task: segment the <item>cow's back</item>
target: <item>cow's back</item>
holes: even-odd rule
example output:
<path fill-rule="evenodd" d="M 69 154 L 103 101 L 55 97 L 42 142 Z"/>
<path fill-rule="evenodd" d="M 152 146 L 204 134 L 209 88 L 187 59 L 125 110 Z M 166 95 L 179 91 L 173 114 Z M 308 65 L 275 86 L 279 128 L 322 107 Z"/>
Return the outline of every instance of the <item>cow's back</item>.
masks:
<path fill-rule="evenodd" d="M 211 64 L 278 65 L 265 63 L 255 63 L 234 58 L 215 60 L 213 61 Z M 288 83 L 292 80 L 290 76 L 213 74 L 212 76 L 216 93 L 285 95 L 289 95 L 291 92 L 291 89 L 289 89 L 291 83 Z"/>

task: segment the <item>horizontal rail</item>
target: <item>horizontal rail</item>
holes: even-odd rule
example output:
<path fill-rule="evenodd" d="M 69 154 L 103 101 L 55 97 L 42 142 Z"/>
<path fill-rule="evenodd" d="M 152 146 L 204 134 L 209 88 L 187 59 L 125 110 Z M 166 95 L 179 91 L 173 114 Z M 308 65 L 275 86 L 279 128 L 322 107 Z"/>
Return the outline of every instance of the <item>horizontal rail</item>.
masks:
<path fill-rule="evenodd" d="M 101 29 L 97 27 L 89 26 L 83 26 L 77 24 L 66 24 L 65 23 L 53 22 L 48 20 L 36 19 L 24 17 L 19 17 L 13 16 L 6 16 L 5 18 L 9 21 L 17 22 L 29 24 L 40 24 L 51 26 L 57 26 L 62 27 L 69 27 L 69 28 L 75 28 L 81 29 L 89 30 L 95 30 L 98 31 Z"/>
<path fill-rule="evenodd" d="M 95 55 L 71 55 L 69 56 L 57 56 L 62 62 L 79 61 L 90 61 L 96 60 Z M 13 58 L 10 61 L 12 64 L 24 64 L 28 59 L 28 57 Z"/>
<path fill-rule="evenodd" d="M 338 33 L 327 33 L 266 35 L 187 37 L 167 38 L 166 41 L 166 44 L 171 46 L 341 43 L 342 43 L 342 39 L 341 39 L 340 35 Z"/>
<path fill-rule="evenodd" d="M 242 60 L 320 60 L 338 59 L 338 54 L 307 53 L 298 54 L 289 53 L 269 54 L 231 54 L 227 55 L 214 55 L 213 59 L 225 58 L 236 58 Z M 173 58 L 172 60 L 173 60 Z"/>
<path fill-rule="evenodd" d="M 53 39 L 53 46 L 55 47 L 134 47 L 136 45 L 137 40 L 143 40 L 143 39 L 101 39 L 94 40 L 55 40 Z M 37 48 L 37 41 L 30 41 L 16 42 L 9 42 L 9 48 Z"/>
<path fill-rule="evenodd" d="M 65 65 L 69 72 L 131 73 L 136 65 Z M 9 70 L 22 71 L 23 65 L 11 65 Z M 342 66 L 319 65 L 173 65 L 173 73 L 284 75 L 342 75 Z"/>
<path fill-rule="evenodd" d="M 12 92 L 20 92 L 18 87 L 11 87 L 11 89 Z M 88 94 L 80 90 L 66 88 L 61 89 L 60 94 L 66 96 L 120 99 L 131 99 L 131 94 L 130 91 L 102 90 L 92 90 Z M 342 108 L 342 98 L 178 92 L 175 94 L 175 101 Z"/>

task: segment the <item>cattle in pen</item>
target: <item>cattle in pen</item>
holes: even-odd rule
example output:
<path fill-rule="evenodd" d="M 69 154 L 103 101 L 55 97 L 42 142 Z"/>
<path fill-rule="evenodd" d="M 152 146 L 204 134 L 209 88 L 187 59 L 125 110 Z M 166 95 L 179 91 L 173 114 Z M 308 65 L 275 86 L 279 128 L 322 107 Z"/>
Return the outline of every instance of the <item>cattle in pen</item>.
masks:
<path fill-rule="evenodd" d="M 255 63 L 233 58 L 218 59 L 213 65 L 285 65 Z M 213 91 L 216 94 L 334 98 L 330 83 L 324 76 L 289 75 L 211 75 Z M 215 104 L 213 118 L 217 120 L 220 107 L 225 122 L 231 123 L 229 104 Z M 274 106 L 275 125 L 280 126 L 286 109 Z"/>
━━━━━━━━━━━━━━━━━━━━
■ Exercise aim ■
Copy every line of the material above without changing a single character.

■ Reply ■
task: segment the <item>cow's back</item>
target: <item>cow's back</item>
holes: even-odd rule
example output:
<path fill-rule="evenodd" d="M 69 154 L 103 101 L 55 97 L 42 142 Z"/>
<path fill-rule="evenodd" d="M 152 146 L 204 134 L 209 88 L 187 59 L 125 110 Z M 166 95 L 179 91 L 173 114 Z M 308 65 L 275 86 L 279 128 L 322 107 Z"/>
Return the outline of every instance of the <item>cow's back</item>.
masks:
<path fill-rule="evenodd" d="M 211 64 L 278 65 L 265 63 L 255 63 L 234 58 L 215 60 L 213 61 Z M 288 83 L 292 80 L 290 76 L 213 74 L 212 76 L 216 93 L 285 95 L 289 95 L 291 92 L 291 89 L 289 89 L 291 83 Z"/>

task: segment the <item>horizontal rail</item>
target: <item>horizontal rail</item>
holes: even-odd rule
example output:
<path fill-rule="evenodd" d="M 69 154 L 103 101 L 55 97 L 42 142 Z"/>
<path fill-rule="evenodd" d="M 152 146 L 204 134 L 209 88 L 187 59 L 125 110 Z M 166 95 L 179 91 L 173 114 Z M 308 65 L 275 86 L 279 128 L 322 107 Z"/>
Return the outline of every instance of the <item>horizontal rail</item>.
masks:
<path fill-rule="evenodd" d="M 101 29 L 97 27 L 89 26 L 83 26 L 77 24 L 66 24 L 65 23 L 53 22 L 48 20 L 36 19 L 24 17 L 19 17 L 13 16 L 6 16 L 5 18 L 9 21 L 17 22 L 29 24 L 40 24 L 51 26 L 57 26 L 62 27 L 69 27 L 69 28 L 75 28 L 81 29 L 89 30 L 95 30 L 98 31 Z"/>
<path fill-rule="evenodd" d="M 95 55 L 71 55 L 69 56 L 57 56 L 62 62 L 79 61 L 90 61 L 96 60 Z M 13 58 L 10 61 L 12 64 L 24 64 L 28 59 L 28 57 Z"/>
<path fill-rule="evenodd" d="M 338 33 L 327 33 L 266 35 L 187 37 L 167 38 L 166 41 L 166 44 L 171 46 L 341 43 L 342 43 L 342 39 L 341 39 L 340 35 Z"/>
<path fill-rule="evenodd" d="M 242 60 L 320 60 L 338 59 L 338 54 L 307 53 L 298 54 L 289 53 L 269 54 L 231 54 L 227 55 L 214 55 L 213 59 L 225 58 L 236 58 Z M 173 58 L 172 60 L 173 60 Z"/>
<path fill-rule="evenodd" d="M 53 39 L 53 46 L 55 47 L 134 47 L 136 45 L 137 40 L 143 40 L 143 39 L 101 39 L 94 40 L 55 40 Z M 37 48 L 37 41 L 30 41 L 16 42 L 9 42 L 9 48 Z"/>
<path fill-rule="evenodd" d="M 65 65 L 69 72 L 131 73 L 136 65 Z M 9 70 L 22 71 L 23 65 L 11 65 Z M 342 66 L 319 65 L 173 65 L 173 73 L 284 75 L 342 75 Z"/>
<path fill-rule="evenodd" d="M 12 92 L 20 92 L 18 87 L 11 87 L 11 89 Z M 88 94 L 80 90 L 66 88 L 61 89 L 60 94 L 66 96 L 120 99 L 131 99 L 131 94 L 130 91 L 102 90 L 92 90 Z M 342 108 L 342 98 L 178 92 L 175 94 L 175 101 Z"/>

task: segment the <item>cattle in pen</item>
target: <item>cattle in pen</item>
holes: even-odd rule
example output:
<path fill-rule="evenodd" d="M 69 154 L 103 101 L 55 97 L 42 142 Z"/>
<path fill-rule="evenodd" d="M 152 146 L 204 134 L 209 88 L 187 59 L 125 110 Z M 166 95 L 179 91 L 173 114 Z M 308 65 L 275 86 L 279 128 L 322 107 Z"/>
Return the outline of every instance of the <item>cattle in pen</item>.
masks:
<path fill-rule="evenodd" d="M 255 63 L 233 58 L 218 59 L 213 65 L 285 65 Z M 213 91 L 216 94 L 334 98 L 330 83 L 324 76 L 289 75 L 211 75 Z M 215 104 L 213 118 L 217 120 L 220 107 L 225 122 L 231 123 L 229 104 Z M 274 106 L 275 125 L 280 126 L 286 109 Z"/>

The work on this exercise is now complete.